#### Set exercise
In every one of the items below, replace "A point per instance, please." with "Mark each instance with a single point." and leave all other text unchanged.

Dataset excerpts on object pointing
=======

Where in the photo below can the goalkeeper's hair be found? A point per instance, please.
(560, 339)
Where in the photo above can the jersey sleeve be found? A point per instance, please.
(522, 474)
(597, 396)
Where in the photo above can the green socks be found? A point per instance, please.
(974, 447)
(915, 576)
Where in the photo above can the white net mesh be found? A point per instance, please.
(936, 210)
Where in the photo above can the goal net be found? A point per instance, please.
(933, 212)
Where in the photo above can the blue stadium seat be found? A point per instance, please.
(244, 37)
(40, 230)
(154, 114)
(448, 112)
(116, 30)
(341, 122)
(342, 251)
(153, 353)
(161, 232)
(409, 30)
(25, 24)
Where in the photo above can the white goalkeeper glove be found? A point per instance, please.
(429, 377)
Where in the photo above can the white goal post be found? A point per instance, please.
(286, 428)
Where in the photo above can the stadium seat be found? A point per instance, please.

=======

#### Output of the task
Where in the photo below can the goalkeeper's hair be found? Mark each instance with a single point.
(560, 339)
Where in the photo above can the jersey sleeve be found? Mark each instance with a single point.
(522, 474)
(597, 396)
Where in the photo above can the green socks be found? Mark each instance with a single point.
(974, 447)
(915, 576)
Where in the photo above can the white net mesh be found? Mark each instance with a single point.
(936, 210)
Where in the photo above can the goal net be found? Mark each instance with a single point.
(933, 212)
Where in the photo above can the blue stadium seat be found? Mark each instance with a single point.
(244, 37)
(40, 230)
(154, 114)
(448, 112)
(116, 30)
(341, 122)
(342, 251)
(153, 353)
(161, 232)
(409, 30)
(25, 24)
Where in the photo above can the white goalkeeper glove be found? Mark each instance with a single point.
(429, 377)
Where in the photo above can the white goal post be found? Mark each instance with a single point.
(286, 428)
Where in the photo above can the stadium seat be found? Mark each instance with a single point.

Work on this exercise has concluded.